> _BEREITGESTELLTER TEXT_:
________________

Zur Genese der Myokarditis mit lymphozytären Infutraten ohne bioptischen Virusnachweis („idiopathische Myokarditis“) gibt es verschiedene Erklärungsmodelle. Die am häufigsten angeführte Theorie ist, daß durch einen Virusinfekt eine chronisch entzündliche Autoimmunreaktion getriggert wird. Daher wurden und werden immer wieder Patienten mit einer solchen Konstellation immunsuppressiv behandelt. Es ist unklar, wie groß der Nutzen – oder der Schaden – einer solchen Therapie ist. Große vergleichende Studien, in denen lmmunsuppressiva gegen Plazebo getestet wurden, fehlen bislang. Das hat verschiedene Gründe. Da eine klinisch manifeste Iymphozytäre Myokarditis relativ selten ist, sind größere Studien nur schwer zu realisieren. Außerdem kann die Erkrankung spontan ausheilen, so daß der Effekt einer immunsuppressiven Therapie im Erfolgsfall umstritten bleibt. Darüber hinaus gibt es eine große diagnostische Unsicherheit. Da die Myokarditis fokal abläuft, kann trotz mehrfacher Myokardbiopsien eine Virusreplikation nicht sicher ausgeschlossen werden. Außerdem sind die gültigen histopathologischen Kriterien (Dallas-Klassifikation) sehr umstritten. Weiterhin wird vermutet, daß es bei unterschiedlicher Ätiologie auch eine unterschiedliche Ansprechbarkeit auf die zur Auswahl stehenden Immunsuppressiva gibt. Schließlich muß berücksichtigt werden, daß einzelne Immunsuppressiva selbst das Myokard schädigen können.

________________

> _ZU BEARBEITENDE AUFGABEN_:
1. Prüfe für jede der drei Aussagen, ob sie mit dem Text zur idiopathischen Myokarditis übereinstimmt. Antworte jeweils mit Ja oder Nein und zitiere die entscheidenden Worte des Textes wörtlich.
(a) Die Erkrankung kann ohne Behandlung von selbst ausheilen.
(b) Die Dallas-Klassifikation gilt als weitgehend unumstritten.
(c) Mehrere Myokardbiopsien schließen eine Virusreplikation sicher aus.
2. Setze den Text zur idiopathischen Myokarditis im Anschluss an seinen letzten Satz fort.
Die Einträge stammen aus einer anderen Quelle als der Text zur idiopathischen Myokarditis.

________________

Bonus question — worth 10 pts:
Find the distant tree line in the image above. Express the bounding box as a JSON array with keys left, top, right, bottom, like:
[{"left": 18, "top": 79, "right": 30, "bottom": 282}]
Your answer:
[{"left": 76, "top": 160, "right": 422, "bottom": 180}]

________________

> _ERGEBNISSE DER AUFGABEN_:
1.
(a) Ja: „Außerdem kann die Erkrankung spontan ausheilen“
(b) Nein: „Außerdem sind die gültigen histopathologischen Kriterien (Dallas-Klassifikation) sehr umstritten.“
(c) Nein: „kann trotz mehrfacher Myokardbiopsien eine Virusreplikation nicht sicher ausgeschlossen werden“

2.
Trotz all dieser Widrigkeiten wurden immer wieder Therapieversuche mit Immunsuppressiva unternommen, häufig als Ultima ratio. Eine Literaturdurchsicht aller relevanten englischsprachigen Studien (n = 374) wurde nun von einer Gruppe aus Hamilton/Ontario durchgeführt (Garg, A., et al.: Ann. Int. Med. 1998, 129, 317). Ausgewertet wurden nur randomisierte Studien, Fall-Kontroll- und Kohortenstudien mit eindeutigen Einschlußkriterien nach der DaIlas-Klassifikation (n = 6). In keiner dieser Studien konnte nachgewiesen werden, daß durch eine Immunsuppression die Sterblichkeit oder die Transplantationshäufigkeit gesenkt wird, weder für Prednisolon alleine noch für Kombinationsbehandlungen mit Azathioprin, Ciclosporin oder Cyclophosphamid. Lediglich zwei monozentrische, nicht geblindete Untersuchungen mit Kombinationstherapien fielen positiv aus (Verbesserung der Ejektionsfraktion). Eine dieser beiden Studien wird allerdings methodologisch stark kritisiert.

Fazit: Es gibt keinen Nachweis, daß eine immunsuppressive Therapie die Prognose einer lymphozytären Myokarditis günstig beeinflußt. Eine solche Behandlung hat experimentellen Charakter und sollte nur im Rahmen kontrollierter – und wegen der geringen Patientenzahlen – multizentrischer Studien durchgeführt werden. Gespannt sein darf man auf die Ergebnisse einer europäischen plazebokontrollierten Doppeltblindstudie (ESETCID) unter der Leitung von Prof. Maisch aus Marburg, über die jedoch frühestens 1999 berichtet werden kann.